EXERCISE DETAILS
Each record is to be given again precisely as written.
(DATA)
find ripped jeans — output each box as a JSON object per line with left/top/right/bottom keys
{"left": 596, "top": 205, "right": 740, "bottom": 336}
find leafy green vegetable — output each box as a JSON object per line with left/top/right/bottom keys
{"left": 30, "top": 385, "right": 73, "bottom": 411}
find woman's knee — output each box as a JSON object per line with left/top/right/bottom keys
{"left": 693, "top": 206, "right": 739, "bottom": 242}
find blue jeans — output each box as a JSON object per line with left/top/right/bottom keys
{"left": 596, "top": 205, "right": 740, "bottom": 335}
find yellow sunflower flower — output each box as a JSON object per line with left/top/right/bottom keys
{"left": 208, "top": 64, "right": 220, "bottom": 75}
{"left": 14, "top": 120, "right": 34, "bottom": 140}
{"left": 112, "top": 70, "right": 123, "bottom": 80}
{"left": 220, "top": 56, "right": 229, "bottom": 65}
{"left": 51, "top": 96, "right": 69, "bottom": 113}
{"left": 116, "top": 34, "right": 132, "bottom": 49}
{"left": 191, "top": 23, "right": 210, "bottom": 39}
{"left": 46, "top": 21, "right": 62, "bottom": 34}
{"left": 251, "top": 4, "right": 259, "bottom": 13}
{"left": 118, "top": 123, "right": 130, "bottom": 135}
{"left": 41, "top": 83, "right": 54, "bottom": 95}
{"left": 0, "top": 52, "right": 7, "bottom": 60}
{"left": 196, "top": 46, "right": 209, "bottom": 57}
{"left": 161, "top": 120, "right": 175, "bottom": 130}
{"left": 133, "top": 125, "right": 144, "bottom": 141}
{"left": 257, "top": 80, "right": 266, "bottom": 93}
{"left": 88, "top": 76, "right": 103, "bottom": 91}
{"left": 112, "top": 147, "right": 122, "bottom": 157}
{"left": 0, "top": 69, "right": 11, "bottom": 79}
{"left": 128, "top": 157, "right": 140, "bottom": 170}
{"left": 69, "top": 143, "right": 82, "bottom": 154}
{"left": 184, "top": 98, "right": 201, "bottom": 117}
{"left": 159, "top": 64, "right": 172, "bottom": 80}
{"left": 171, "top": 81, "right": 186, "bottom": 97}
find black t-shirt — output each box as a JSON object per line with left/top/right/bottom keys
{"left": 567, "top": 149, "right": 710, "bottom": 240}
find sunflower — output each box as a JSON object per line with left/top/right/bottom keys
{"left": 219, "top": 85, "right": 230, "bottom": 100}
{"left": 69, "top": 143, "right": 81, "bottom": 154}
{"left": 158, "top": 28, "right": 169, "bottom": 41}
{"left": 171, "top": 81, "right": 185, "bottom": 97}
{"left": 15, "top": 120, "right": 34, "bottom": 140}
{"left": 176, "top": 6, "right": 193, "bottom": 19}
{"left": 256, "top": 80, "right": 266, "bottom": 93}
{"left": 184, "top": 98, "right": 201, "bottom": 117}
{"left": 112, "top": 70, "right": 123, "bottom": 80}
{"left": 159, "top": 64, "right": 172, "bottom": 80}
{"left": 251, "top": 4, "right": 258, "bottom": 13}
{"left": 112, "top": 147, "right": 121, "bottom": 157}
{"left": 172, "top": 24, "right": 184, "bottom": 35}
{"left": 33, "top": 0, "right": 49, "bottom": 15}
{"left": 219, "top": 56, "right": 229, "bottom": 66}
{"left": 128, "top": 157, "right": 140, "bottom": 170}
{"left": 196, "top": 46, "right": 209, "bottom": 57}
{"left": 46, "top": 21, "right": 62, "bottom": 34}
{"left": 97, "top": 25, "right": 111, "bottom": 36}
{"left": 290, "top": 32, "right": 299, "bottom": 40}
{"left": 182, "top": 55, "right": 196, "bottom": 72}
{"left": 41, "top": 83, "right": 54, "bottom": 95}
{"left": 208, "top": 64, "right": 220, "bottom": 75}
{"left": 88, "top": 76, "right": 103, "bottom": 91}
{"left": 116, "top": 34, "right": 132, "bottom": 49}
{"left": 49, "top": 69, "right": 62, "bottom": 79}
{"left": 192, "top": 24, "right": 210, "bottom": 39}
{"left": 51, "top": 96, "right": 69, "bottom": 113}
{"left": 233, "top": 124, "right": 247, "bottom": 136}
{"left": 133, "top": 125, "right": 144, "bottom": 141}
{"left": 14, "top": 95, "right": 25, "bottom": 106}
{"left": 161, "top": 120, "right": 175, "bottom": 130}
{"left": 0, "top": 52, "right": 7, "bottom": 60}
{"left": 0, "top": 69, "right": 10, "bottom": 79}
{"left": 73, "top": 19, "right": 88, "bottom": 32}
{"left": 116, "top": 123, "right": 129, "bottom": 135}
(End DATA)
WRITTEN RESPONSE
find ripped jeans — output each box as a JSON object per line with left/top/right/bottom keys
{"left": 596, "top": 205, "right": 740, "bottom": 336}
find leafy green vegetable — output each box as a JSON object per line with left/top/right/bottom keys
{"left": 30, "top": 385, "right": 73, "bottom": 411}
find woman's knee — output each box as a JSON object per line with left/top/right/bottom keys
{"left": 693, "top": 206, "right": 739, "bottom": 242}
find blue jeans — output each box as a JSON object per line with left/top/right/bottom keys
{"left": 596, "top": 205, "right": 740, "bottom": 335}
find yellow sunflower flower — output each box as a JSON object per line with left/top/right/bottom keys
{"left": 208, "top": 64, "right": 220, "bottom": 75}
{"left": 14, "top": 120, "right": 34, "bottom": 140}
{"left": 112, "top": 70, "right": 123, "bottom": 80}
{"left": 220, "top": 56, "right": 229, "bottom": 65}
{"left": 51, "top": 96, "right": 69, "bottom": 113}
{"left": 116, "top": 34, "right": 132, "bottom": 49}
{"left": 191, "top": 23, "right": 210, "bottom": 39}
{"left": 46, "top": 21, "right": 62, "bottom": 34}
{"left": 251, "top": 4, "right": 259, "bottom": 13}
{"left": 118, "top": 123, "right": 130, "bottom": 135}
{"left": 41, "top": 83, "right": 54, "bottom": 95}
{"left": 0, "top": 52, "right": 7, "bottom": 60}
{"left": 196, "top": 46, "right": 209, "bottom": 57}
{"left": 161, "top": 120, "right": 175, "bottom": 130}
{"left": 133, "top": 125, "right": 144, "bottom": 141}
{"left": 257, "top": 80, "right": 266, "bottom": 93}
{"left": 88, "top": 76, "right": 103, "bottom": 91}
{"left": 112, "top": 147, "right": 122, "bottom": 157}
{"left": 0, "top": 69, "right": 11, "bottom": 79}
{"left": 128, "top": 157, "right": 140, "bottom": 170}
{"left": 69, "top": 143, "right": 82, "bottom": 154}
{"left": 184, "top": 98, "right": 201, "bottom": 117}
{"left": 159, "top": 64, "right": 172, "bottom": 80}
{"left": 171, "top": 81, "right": 186, "bottom": 97}
find black t-shirt — output each box as a JSON object per line with left/top/right/bottom keys
{"left": 567, "top": 149, "right": 710, "bottom": 240}
find sunflower — output each box as a JSON object per line with left/top/right/bottom keys
{"left": 219, "top": 85, "right": 230, "bottom": 100}
{"left": 69, "top": 143, "right": 81, "bottom": 154}
{"left": 158, "top": 28, "right": 169, "bottom": 41}
{"left": 171, "top": 81, "right": 185, "bottom": 97}
{"left": 15, "top": 120, "right": 34, "bottom": 140}
{"left": 176, "top": 6, "right": 193, "bottom": 19}
{"left": 256, "top": 80, "right": 266, "bottom": 93}
{"left": 184, "top": 98, "right": 201, "bottom": 117}
{"left": 112, "top": 70, "right": 123, "bottom": 80}
{"left": 159, "top": 64, "right": 172, "bottom": 80}
{"left": 251, "top": 4, "right": 258, "bottom": 13}
{"left": 112, "top": 147, "right": 121, "bottom": 157}
{"left": 172, "top": 24, "right": 184, "bottom": 35}
{"left": 33, "top": 0, "right": 49, "bottom": 15}
{"left": 219, "top": 56, "right": 229, "bottom": 66}
{"left": 128, "top": 157, "right": 140, "bottom": 170}
{"left": 196, "top": 46, "right": 209, "bottom": 57}
{"left": 46, "top": 21, "right": 62, "bottom": 34}
{"left": 97, "top": 25, "right": 111, "bottom": 36}
{"left": 290, "top": 32, "right": 299, "bottom": 40}
{"left": 182, "top": 55, "right": 196, "bottom": 72}
{"left": 41, "top": 83, "right": 54, "bottom": 95}
{"left": 208, "top": 64, "right": 220, "bottom": 75}
{"left": 88, "top": 76, "right": 103, "bottom": 91}
{"left": 116, "top": 34, "right": 132, "bottom": 49}
{"left": 49, "top": 69, "right": 62, "bottom": 79}
{"left": 192, "top": 24, "right": 210, "bottom": 39}
{"left": 51, "top": 96, "right": 69, "bottom": 113}
{"left": 233, "top": 124, "right": 247, "bottom": 136}
{"left": 133, "top": 125, "right": 144, "bottom": 141}
{"left": 14, "top": 95, "right": 25, "bottom": 106}
{"left": 161, "top": 120, "right": 175, "bottom": 130}
{"left": 0, "top": 52, "right": 7, "bottom": 60}
{"left": 0, "top": 69, "right": 10, "bottom": 79}
{"left": 73, "top": 19, "right": 88, "bottom": 32}
{"left": 116, "top": 123, "right": 129, "bottom": 135}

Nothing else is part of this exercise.